# AIM
Repeat, line for line, the entries printed below.

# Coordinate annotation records
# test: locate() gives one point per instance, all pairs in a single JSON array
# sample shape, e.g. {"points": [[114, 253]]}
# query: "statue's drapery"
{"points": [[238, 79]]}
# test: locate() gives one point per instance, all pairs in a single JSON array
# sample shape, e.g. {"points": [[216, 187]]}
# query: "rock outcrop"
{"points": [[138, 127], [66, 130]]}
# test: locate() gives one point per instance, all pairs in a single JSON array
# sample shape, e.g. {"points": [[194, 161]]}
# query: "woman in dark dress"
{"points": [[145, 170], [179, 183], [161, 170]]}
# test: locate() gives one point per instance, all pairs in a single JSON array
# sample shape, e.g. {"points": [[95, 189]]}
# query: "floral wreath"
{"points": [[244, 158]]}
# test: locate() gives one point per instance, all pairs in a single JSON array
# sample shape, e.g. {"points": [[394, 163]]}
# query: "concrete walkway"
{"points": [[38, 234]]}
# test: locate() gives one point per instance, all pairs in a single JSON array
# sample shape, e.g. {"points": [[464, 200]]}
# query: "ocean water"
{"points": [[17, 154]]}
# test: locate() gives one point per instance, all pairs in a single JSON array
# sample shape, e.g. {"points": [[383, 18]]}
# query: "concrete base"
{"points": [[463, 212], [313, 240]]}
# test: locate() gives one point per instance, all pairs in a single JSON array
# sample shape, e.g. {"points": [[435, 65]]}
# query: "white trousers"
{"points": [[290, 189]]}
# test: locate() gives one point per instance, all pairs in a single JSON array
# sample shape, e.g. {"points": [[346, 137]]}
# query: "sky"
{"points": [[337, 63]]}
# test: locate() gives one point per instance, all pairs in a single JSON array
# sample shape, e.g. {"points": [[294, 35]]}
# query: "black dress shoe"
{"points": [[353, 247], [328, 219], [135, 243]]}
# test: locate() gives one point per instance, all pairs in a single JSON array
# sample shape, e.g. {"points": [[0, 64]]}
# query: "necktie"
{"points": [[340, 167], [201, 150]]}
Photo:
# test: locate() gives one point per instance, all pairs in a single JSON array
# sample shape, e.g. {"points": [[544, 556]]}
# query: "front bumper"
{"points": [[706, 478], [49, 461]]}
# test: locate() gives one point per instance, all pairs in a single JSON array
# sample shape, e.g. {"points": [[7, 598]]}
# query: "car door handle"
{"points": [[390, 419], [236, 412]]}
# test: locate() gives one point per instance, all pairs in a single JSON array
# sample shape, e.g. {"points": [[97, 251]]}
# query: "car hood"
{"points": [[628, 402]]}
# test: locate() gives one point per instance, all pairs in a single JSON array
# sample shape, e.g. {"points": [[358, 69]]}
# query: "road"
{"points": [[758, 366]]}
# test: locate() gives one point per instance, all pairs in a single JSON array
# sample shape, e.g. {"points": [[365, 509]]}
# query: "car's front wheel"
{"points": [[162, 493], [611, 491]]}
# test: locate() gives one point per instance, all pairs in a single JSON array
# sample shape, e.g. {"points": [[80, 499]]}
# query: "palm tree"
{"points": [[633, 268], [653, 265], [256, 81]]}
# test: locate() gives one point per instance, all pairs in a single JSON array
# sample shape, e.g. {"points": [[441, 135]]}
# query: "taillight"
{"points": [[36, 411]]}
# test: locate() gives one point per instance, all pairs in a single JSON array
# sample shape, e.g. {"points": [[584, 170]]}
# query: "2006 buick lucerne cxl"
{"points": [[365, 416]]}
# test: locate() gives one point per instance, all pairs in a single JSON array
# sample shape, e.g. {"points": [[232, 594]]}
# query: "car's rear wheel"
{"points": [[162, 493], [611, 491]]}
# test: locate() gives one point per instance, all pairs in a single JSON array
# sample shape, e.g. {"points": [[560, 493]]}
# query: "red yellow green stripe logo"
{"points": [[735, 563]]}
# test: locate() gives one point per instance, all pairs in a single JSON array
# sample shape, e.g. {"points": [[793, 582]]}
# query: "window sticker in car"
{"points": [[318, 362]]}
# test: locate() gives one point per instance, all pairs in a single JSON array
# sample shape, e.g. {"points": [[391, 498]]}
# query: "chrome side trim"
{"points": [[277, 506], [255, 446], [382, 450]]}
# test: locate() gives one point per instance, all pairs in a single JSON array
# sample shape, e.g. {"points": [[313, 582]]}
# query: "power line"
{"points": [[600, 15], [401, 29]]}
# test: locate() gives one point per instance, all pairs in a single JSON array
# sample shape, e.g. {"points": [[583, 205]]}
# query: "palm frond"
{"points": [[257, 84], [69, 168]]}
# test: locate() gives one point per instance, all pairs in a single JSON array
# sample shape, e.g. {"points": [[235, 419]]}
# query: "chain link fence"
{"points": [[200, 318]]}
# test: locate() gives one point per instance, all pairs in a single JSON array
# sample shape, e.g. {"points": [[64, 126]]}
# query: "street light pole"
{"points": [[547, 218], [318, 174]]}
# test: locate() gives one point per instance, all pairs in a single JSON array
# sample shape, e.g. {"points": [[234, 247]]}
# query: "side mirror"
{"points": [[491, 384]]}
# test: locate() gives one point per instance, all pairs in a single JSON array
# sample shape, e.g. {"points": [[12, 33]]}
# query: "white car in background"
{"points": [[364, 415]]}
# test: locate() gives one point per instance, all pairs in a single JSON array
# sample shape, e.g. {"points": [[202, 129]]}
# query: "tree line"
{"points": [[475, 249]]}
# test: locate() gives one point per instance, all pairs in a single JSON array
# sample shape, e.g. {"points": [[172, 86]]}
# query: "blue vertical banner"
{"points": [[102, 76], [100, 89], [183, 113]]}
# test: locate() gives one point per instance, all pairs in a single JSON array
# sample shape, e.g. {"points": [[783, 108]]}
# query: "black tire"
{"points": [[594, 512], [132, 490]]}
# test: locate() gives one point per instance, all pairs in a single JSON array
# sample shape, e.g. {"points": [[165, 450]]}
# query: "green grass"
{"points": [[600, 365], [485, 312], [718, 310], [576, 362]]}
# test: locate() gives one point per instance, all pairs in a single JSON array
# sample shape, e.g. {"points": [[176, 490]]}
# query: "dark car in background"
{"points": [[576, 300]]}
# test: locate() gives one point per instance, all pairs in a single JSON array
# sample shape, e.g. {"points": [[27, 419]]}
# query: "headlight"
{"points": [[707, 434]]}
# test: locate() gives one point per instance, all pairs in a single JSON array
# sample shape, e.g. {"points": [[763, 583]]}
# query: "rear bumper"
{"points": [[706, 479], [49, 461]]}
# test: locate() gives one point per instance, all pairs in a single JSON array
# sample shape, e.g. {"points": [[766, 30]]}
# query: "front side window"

# RESPONSE TO THE EXERCISE
# test: locate() gives one point per instance, all pairs in a single JSON array
# sample shape, e.g. {"points": [[114, 253]]}
# query: "statue's drapery"
{"points": [[238, 79]]}
# test: locate() gives one point per instance, all pairs in a single JSON array
# sample shape, e.g. {"points": [[216, 187]]}
# query: "rock outcrop"
{"points": [[138, 127], [66, 130]]}
# test: locate() gives one point per instance, all pairs in a single JSON array
# sample shape, e.g. {"points": [[194, 161]]}
# query: "woman in dark dress"
{"points": [[145, 170], [179, 183], [161, 170]]}
# test: locate() gives one point per instance, all pairs in a single JSON array
# sample shape, e.g. {"points": [[95, 189]]}
# query: "floral wreath"
{"points": [[244, 158]]}
# test: locate() gives one point per instance, all pairs in a single JSON array
# sample shape, e.g. {"points": [[394, 163]]}
# query: "concrete walkway"
{"points": [[38, 234]]}
# test: locate() gives one point per instance, all pairs in a single JSON array
# sample shape, e.g. {"points": [[464, 200]]}
# query: "ocean water"
{"points": [[17, 154]]}
# test: locate() gives one point per instance, all pairs in a single JSON array
# sample shape, e.g. {"points": [[383, 18]]}
# query: "concrete base"
{"points": [[463, 212], [313, 240]]}
# test: locate() gives one point per instance, all pairs in a single JSON array
# sample shape, e.g. {"points": [[435, 65]]}
# query: "white trousers"
{"points": [[290, 189]]}
# test: locate() gives one point per instance, all pairs in a single JSON array
# sample shape, e.g. {"points": [[346, 137]]}
# query: "sky"
{"points": [[337, 63]]}
# test: locate() gives one point per instance, all pairs in a single JSON array
# sample shape, e.g. {"points": [[294, 35]]}
# query: "black dress shoe"
{"points": [[353, 247], [328, 219], [135, 243]]}
# test: locate() gives one point per instance, all pairs in a single JSON array
# sample shape, e.g. {"points": [[0, 64]]}
# query: "necktie"
{"points": [[340, 167], [201, 150]]}
Photo:
# test: locate() gives one point per instance, all pairs in a single JSON array
# sample shape, e.g. {"points": [[544, 556]]}
# query: "front bumper"
{"points": [[706, 478], [49, 461]]}
# test: locate() gives one point per instance, all pairs in a single JSON array
# sample shape, e.g. {"points": [[7, 598]]}
# query: "car door handle"
{"points": [[390, 419], [236, 412]]}
# test: locate() gives one point per instance, all pairs in a single JSON array
# sample shape, e.g. {"points": [[97, 251]]}
# query: "car hood"
{"points": [[628, 402]]}
# test: locate() gives one point per instance, all pairs in a single JSON array
# sample shape, e.g. {"points": [[358, 69]]}
# query: "road"
{"points": [[758, 366]]}
# test: locate() gives one point per instance, all pairs in a single JSON array
# sample shape, e.g. {"points": [[365, 509]]}
# query: "car's front wheel"
{"points": [[162, 493], [611, 491]]}
# test: locate() gives one point per instance, all pairs in a single JSON array
# sample shape, e.g. {"points": [[80, 499]]}
# query: "palm tree"
{"points": [[633, 268], [653, 265], [256, 81]]}
# test: locate() gives one point per instance, all pairs in a single JSON array
# sample shape, e.g. {"points": [[441, 135]]}
# query: "taillight"
{"points": [[36, 411]]}
# test: locate() gives one point per instance, all pairs in a single JSON array
# sample shape, e.g. {"points": [[584, 170]]}
# query: "2006 buick lucerne cxl"
{"points": [[365, 416]]}
# test: locate() gives one point per instance, all pairs in a single JSON array
# sample shape, e.g. {"points": [[232, 594]]}
# query: "car's rear wheel"
{"points": [[162, 493], [611, 491]]}
# test: locate() gives one point per instance, all pairs in a single JSON array
# sample shape, e.g. {"points": [[560, 493]]}
# query: "red yellow green stripe logo"
{"points": [[735, 563]]}
# test: locate() gives one point per instance, all pairs in a single JSON array
# sample shape, e.g. {"points": [[793, 582]]}
# query: "window sticker in car"
{"points": [[318, 362]]}
# test: locate() gives one point per instance, all pairs in a single JSON array
# sample shape, e.g. {"points": [[391, 498]]}
# query: "chrome side trim"
{"points": [[277, 506], [255, 446], [382, 450]]}
# test: locate() gives one point per instance, all pairs in a single JSON array
# sample shape, e.g. {"points": [[313, 582]]}
# query: "power line"
{"points": [[600, 15], [401, 29]]}
# test: locate() gives one point per instance, all pairs in a single JSON array
# sample shape, e.g. {"points": [[583, 205]]}
# query: "palm frond"
{"points": [[257, 84], [69, 168]]}
# test: locate() gives one point per instance, all pairs in a single JSON array
# sample shape, e.g. {"points": [[235, 419]]}
# query: "chain link fence"
{"points": [[200, 318]]}
# test: locate() gives one point per instance, all pairs in a single JSON array
# sample shape, e.g. {"points": [[64, 126]]}
# query: "street light pole"
{"points": [[547, 218], [318, 174]]}
# test: locate() gives one point per instance, all pairs in a single JSON array
# sample shape, e.g. {"points": [[234, 247]]}
# query: "side mirror"
{"points": [[491, 384]]}
# test: locate() gives one point per instance, all pairs in a single JSON array
# sample shape, e.g. {"points": [[12, 33]]}
# query: "white car in background"
{"points": [[364, 415]]}
# test: locate() gives one point per instance, all pairs in a single JSON array
# sample shape, e.g. {"points": [[202, 129]]}
# query: "tree line"
{"points": [[475, 249]]}
# test: locate() gives one point per instance, all pairs in a single JSON array
# sample shape, e.g. {"points": [[172, 86]]}
# query: "blue vertical banner"
{"points": [[102, 76], [100, 89], [183, 113]]}
# test: locate() gives one point per instance, all pairs in a single JSON array
# sample shape, e.g. {"points": [[783, 108]]}
# query: "black tire"
{"points": [[594, 512], [132, 490]]}
# test: locate() gives one point per instance, all pairs in a single JSON array
# sample shape, e.g. {"points": [[165, 450]]}
# query: "green grass"
{"points": [[600, 365], [485, 312], [718, 310], [576, 362]]}
# test: locate() gives one point per instance, all pairs in a single JSON array
# sample shape, e.g. {"points": [[176, 490]]}
# query: "dark car in background"
{"points": [[576, 300]]}
# test: locate() gives one point per instance, all pairs in a single JSON array
# sample shape, e.g. {"points": [[27, 419]]}
# query: "headlight"
{"points": [[707, 434]]}
# test: locate() gives one point per instance, all pairs in a single JSON array
# sample shape, e.g. {"points": [[763, 583]]}
# query: "rear bumper"
{"points": [[706, 479], [49, 461]]}
# test: locate() gives one point per instance, all pairs in a single JSON array
# sample shape, e.g. {"points": [[766, 30]]}
# query: "front side window"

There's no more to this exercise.